Tâche à faire
Mettez à jour le passage de l'extrait sur la guerre d'Algérie qui va de "Je n’ai cité" jusqu'à "ou Jacques Derrida." en y remplaçant "un immense livre" par "une œuvre majeure".

Extrait du document
Je n’ai cité que les auteurs dont je me suis concrètement servi, ou qui m’ont suffisamment impressionné pour me marquer en profondeur. Parce que, sans parler des centaines de récits ou de témoignages publiés en cinquante ans, ils sont nombreux, les romans centrés sur la guerre d’Algérie, et l’on trouve parmi eux aussi bien des livres de Philippe Labro ou Jean Lartéguy, habitués des listes de meilleures ventes, qu’un chef d’œuvre : même s’il prend toute liberté avec la guerre d’Algérie jamais identifiée mais clairement reconnaissable, Tombeau pour cinq cent mille soldats , de Pierre Guyotat, est paru en 1967 et a tout de suite été reconnu pour ce qu’il est, un immense livre. Et l’on pourrait aussi parler de l’ombre portée de la guerre d’Algérie sur les œuvres, entre autres, d’Hélène Cixous ou Jacques Derrida.

Alors, de fait, je ne sais pas bien pourquoi ce sentiment revient sans cesse, qui veut que la littérature française a fait l’impasse sur la guerre d’Algérie, alors qu’on retient plus facilement son importance au cinéma, depuis le Petit soldat , de Godard, en 1960, jusqu’au très récent l’Ennemi intime , en passant par la Bataille d’Alger , de Gilles Pontecorvo, interdit à sa sortie en 1966, et dont on dit à tort ou à raison, peu importe, que Georges Bush l’a fait projeter au Pentagone, après l’invasion de l’Irak – juste pour dire son actualité intacte. Peut-être, pour retrouver la matière de ce qui précède, que l’époque n’était pas apte à entendre autre chose que des discours manichéens et que le cinéma, avec par exemple Avoir vingt dans les Aurès , qui a marqué les esprits contrairement à tous les romans parus, s’y prêtait mieux que la littérature. Ce serait en soi un magnifique sujet d’étude !

La France refuse de reconnaître que les essais nucléaires qu’elle effectuait dans le désert algérien ont irradié les soldats qui y ont été exposés et qui sont atteints de cancers. Qu’en est-il de ce dossier aujourd’hui ?

[Données de pointage ancrées dans l'image]
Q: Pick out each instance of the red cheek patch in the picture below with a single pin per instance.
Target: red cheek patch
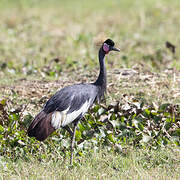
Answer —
(106, 48)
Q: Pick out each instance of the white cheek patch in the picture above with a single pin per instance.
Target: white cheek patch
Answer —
(62, 118)
(106, 48)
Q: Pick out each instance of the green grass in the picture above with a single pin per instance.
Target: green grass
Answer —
(34, 33)
(132, 164)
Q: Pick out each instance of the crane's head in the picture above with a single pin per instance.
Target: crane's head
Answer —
(108, 46)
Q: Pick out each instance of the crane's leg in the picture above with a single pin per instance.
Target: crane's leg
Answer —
(72, 142)
(67, 128)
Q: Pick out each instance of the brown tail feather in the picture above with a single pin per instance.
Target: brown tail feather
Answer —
(40, 127)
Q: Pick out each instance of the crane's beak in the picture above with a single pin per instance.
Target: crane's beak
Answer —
(115, 49)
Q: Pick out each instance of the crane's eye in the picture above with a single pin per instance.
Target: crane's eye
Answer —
(106, 47)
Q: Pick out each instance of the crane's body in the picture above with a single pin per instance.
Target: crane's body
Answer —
(69, 104)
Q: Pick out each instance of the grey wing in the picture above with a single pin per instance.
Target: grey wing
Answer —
(70, 103)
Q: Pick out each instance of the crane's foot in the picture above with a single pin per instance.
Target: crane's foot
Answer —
(72, 143)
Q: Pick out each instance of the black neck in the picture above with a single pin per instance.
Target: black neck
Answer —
(101, 80)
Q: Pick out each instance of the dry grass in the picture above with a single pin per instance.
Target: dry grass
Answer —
(34, 35)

Réponse
Je n’ai cité que les auteurs dont je me suis concrètement servi, ou qui m’ont suffisamment impressionné pour me marquer en profondeur. Parce que, sans parler des centaines de récits ou de témoignages publiés en cinquante ans, ils sont nombreux, les romans centrés sur la guerre d’Algérie, et l’on trouve parmi eux aussi bien des livres de Philippe Labro ou Jean Lartéguy, habitués des listes de meilleures ventes, qu’un chef d’œuvre : même s’il prend toute liberté avec la guerre d’Algérie jamais identifiée mais clairement reconnaissable, Tombeau pour cinq cent mille soldats , de Pierre Guyotat, est paru en 1967 et a tout de suite été reconnu pour ce qu’il est, une œuvre majeure. Et l’on pourrait aussi parler de l’ombre portée de la guerre d’Algérie sur les œuvres, entre autres, d’Hélène Cixous ou Jacques Derrida.